» THE PROBLEM
This task calls for copying every line of the records that includes the word "roof".

--- INPUT ---

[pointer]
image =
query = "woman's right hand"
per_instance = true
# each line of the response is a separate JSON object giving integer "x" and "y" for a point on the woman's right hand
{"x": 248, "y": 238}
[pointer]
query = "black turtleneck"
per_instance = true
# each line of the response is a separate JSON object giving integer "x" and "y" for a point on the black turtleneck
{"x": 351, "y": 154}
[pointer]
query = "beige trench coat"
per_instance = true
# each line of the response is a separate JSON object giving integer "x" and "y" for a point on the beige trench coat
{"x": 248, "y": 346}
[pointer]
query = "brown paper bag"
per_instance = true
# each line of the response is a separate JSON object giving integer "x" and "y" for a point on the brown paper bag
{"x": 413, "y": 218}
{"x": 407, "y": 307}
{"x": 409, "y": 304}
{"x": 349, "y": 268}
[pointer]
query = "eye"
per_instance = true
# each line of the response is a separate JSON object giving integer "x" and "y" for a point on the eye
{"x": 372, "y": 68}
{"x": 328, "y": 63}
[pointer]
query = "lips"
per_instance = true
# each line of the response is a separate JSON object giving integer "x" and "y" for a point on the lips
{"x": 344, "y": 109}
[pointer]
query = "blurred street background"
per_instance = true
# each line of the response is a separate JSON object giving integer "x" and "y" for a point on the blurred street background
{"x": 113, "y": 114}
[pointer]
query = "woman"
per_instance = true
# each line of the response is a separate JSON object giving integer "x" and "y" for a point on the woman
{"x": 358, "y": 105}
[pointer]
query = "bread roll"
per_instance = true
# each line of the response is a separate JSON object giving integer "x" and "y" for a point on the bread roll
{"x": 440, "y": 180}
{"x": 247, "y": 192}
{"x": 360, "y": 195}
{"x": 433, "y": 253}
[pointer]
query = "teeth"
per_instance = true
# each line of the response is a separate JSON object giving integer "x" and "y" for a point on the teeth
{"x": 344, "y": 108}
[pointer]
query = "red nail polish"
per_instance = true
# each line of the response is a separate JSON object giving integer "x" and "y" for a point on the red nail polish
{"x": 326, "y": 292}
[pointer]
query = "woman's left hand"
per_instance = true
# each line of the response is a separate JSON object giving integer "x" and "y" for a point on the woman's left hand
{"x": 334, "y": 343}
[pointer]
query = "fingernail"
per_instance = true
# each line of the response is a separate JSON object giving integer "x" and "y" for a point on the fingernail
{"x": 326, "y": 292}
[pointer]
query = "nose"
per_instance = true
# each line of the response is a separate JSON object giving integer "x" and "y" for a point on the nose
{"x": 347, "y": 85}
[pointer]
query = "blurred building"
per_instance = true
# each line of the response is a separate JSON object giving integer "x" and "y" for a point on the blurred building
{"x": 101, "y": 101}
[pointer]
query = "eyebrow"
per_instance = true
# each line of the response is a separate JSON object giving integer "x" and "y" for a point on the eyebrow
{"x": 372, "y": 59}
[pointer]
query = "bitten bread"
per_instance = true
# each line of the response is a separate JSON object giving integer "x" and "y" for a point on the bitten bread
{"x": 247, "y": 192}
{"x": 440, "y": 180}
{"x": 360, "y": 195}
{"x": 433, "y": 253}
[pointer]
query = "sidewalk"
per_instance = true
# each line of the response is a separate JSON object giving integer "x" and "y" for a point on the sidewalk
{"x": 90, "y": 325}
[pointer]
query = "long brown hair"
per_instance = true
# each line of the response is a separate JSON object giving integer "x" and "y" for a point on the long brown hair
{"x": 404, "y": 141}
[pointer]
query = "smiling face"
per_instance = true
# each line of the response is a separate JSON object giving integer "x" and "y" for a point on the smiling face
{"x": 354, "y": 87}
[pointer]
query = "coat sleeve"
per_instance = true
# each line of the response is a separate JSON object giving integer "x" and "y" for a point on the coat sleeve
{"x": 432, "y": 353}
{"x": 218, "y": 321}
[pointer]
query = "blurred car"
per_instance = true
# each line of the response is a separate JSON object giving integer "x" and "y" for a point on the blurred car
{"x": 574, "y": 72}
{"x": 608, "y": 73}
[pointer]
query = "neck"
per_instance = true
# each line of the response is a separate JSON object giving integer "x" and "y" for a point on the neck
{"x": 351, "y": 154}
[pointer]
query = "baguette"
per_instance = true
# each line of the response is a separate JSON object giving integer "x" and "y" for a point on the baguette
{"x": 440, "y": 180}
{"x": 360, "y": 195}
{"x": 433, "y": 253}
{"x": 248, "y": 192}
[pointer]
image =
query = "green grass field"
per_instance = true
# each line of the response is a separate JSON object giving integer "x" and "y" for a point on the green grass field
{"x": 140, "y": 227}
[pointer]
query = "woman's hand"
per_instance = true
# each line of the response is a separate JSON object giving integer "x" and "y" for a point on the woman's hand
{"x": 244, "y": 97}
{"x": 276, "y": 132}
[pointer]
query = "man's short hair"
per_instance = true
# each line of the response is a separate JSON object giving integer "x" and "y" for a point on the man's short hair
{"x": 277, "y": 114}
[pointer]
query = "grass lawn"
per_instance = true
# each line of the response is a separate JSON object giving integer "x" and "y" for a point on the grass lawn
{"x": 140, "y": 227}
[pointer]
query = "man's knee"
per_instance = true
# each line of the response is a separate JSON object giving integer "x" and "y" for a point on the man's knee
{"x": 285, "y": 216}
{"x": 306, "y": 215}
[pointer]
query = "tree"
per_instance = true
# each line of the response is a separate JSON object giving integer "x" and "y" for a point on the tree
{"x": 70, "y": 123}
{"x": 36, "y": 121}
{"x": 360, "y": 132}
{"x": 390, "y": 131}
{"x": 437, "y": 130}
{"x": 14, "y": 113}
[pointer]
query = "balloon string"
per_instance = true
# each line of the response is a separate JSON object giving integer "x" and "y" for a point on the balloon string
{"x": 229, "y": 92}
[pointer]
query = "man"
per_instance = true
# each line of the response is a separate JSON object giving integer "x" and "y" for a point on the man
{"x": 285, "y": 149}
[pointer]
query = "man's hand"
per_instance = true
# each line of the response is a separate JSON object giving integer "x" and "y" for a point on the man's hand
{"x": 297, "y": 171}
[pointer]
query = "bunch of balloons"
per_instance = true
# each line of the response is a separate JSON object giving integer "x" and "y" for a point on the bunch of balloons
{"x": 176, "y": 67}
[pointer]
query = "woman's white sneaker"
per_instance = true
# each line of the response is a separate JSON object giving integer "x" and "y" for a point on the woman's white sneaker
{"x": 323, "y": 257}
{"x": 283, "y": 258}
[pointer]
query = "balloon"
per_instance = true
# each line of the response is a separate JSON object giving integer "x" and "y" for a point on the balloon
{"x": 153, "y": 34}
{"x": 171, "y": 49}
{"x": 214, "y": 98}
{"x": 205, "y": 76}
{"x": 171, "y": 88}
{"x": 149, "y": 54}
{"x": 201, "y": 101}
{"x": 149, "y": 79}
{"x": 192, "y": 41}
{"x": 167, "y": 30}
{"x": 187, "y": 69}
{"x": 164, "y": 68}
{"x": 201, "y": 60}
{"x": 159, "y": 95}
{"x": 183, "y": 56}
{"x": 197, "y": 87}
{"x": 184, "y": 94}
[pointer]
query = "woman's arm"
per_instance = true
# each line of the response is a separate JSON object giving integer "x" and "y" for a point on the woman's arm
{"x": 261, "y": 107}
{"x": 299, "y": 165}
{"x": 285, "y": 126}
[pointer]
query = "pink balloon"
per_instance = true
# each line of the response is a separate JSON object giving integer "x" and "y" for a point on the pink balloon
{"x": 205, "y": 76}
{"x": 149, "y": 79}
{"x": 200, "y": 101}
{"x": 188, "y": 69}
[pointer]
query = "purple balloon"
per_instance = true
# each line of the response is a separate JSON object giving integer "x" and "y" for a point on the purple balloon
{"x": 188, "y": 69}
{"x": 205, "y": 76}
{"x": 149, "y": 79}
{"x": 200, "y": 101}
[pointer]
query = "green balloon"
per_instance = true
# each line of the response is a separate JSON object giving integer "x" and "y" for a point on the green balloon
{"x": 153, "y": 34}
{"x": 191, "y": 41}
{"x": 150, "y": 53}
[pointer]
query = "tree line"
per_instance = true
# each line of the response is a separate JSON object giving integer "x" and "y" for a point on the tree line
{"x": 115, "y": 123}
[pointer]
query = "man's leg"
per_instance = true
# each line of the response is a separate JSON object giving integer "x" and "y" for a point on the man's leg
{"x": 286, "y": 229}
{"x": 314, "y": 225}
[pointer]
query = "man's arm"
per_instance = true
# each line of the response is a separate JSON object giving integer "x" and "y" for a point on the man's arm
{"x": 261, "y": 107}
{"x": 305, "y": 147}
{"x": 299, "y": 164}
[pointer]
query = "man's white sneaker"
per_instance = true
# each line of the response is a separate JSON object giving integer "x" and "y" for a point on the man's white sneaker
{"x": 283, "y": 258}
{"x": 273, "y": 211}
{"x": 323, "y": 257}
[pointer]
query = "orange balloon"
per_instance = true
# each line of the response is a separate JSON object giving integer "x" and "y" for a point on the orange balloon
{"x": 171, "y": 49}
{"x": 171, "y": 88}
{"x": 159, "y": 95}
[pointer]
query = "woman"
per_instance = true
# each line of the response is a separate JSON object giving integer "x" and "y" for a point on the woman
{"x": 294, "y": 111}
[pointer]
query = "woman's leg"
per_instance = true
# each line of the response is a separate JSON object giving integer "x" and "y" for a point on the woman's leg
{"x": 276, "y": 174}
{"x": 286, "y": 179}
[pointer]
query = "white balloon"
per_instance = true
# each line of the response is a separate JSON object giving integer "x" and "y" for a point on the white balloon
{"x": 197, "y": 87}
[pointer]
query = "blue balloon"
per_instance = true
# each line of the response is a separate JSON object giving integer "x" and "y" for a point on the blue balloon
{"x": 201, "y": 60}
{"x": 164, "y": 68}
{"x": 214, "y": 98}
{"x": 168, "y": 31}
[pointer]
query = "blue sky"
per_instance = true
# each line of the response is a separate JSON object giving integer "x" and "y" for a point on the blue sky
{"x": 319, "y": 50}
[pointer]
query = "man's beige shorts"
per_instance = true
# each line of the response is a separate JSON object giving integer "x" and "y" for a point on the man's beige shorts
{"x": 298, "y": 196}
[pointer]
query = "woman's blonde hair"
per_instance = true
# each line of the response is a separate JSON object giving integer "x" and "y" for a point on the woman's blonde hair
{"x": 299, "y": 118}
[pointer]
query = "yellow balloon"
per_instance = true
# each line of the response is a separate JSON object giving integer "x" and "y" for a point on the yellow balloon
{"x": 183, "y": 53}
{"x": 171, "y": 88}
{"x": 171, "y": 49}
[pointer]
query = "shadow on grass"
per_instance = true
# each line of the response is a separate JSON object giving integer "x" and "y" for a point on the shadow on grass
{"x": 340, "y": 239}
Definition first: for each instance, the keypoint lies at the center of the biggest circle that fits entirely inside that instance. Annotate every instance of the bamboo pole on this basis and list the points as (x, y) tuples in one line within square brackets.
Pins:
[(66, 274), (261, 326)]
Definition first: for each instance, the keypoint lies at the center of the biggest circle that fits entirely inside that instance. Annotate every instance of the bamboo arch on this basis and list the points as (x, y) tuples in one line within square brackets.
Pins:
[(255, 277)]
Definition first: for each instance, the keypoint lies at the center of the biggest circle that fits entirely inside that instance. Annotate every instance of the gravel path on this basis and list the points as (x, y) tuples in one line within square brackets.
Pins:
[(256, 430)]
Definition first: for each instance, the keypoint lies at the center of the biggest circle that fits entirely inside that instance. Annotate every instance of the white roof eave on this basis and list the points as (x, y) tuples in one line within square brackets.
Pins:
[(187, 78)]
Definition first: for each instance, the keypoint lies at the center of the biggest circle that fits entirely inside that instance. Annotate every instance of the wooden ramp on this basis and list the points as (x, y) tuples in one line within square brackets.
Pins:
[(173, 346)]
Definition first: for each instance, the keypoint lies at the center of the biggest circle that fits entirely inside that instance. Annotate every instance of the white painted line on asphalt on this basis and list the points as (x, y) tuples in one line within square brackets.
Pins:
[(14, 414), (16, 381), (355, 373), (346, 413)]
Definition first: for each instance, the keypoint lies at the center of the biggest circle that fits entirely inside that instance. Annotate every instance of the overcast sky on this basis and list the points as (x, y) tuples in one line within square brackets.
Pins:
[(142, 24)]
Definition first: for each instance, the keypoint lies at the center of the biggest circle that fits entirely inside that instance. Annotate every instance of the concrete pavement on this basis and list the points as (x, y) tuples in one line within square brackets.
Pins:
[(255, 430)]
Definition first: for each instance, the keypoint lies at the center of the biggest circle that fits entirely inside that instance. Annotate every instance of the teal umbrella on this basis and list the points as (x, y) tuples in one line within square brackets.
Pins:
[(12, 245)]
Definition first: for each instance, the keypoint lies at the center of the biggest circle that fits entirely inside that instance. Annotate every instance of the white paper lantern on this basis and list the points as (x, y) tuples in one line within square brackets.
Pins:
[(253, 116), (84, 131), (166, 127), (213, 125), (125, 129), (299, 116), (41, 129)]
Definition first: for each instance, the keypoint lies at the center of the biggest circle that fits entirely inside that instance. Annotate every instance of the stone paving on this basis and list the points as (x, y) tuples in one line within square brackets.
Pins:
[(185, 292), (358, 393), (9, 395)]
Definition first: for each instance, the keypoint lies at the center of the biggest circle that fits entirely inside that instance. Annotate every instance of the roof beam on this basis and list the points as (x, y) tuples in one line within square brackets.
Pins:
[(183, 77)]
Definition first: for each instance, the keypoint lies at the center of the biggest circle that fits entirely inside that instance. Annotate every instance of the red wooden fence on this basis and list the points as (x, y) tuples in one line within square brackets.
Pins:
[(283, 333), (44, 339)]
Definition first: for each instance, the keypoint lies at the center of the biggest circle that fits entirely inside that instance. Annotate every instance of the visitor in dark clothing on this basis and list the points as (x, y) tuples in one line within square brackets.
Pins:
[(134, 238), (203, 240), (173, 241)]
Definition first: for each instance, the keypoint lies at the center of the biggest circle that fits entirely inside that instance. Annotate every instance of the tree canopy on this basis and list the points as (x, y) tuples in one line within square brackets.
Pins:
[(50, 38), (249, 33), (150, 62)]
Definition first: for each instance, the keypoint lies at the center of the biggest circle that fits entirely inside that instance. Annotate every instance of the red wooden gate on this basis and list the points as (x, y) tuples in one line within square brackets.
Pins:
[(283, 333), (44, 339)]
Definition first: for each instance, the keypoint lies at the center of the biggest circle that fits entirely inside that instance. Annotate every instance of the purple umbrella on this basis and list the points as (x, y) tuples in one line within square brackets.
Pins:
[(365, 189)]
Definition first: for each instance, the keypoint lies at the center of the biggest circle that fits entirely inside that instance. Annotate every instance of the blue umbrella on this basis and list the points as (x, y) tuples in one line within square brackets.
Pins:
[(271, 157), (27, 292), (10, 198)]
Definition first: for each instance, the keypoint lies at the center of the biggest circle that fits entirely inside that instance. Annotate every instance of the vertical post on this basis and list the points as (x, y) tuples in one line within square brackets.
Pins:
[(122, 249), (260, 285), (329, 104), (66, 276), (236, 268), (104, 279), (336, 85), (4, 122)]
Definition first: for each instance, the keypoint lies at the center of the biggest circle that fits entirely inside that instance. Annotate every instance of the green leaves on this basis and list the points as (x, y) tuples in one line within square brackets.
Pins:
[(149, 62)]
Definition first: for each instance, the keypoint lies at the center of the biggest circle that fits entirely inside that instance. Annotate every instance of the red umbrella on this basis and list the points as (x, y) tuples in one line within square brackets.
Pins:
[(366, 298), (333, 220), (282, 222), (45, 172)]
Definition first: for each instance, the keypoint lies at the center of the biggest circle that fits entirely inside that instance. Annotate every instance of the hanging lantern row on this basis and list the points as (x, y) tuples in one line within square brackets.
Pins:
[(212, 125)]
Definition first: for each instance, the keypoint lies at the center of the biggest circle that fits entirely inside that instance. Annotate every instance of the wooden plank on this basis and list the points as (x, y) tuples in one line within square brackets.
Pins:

---

» REPLY
Definition first: for each instance, the keypoint lies at the center of the biggest circle that fits entirely inside that instance. Annotate every instance of the white roof eave on this basis and list the points as (x, y) tuples in one line within square brackets.
Definition first: for each instance, the keypoint lies at the center of the biggest circle that fits entirely inside that instance. Annotate every instance of the roof beam on this basis and list the points as (x, y) tuples in one line within square brackets.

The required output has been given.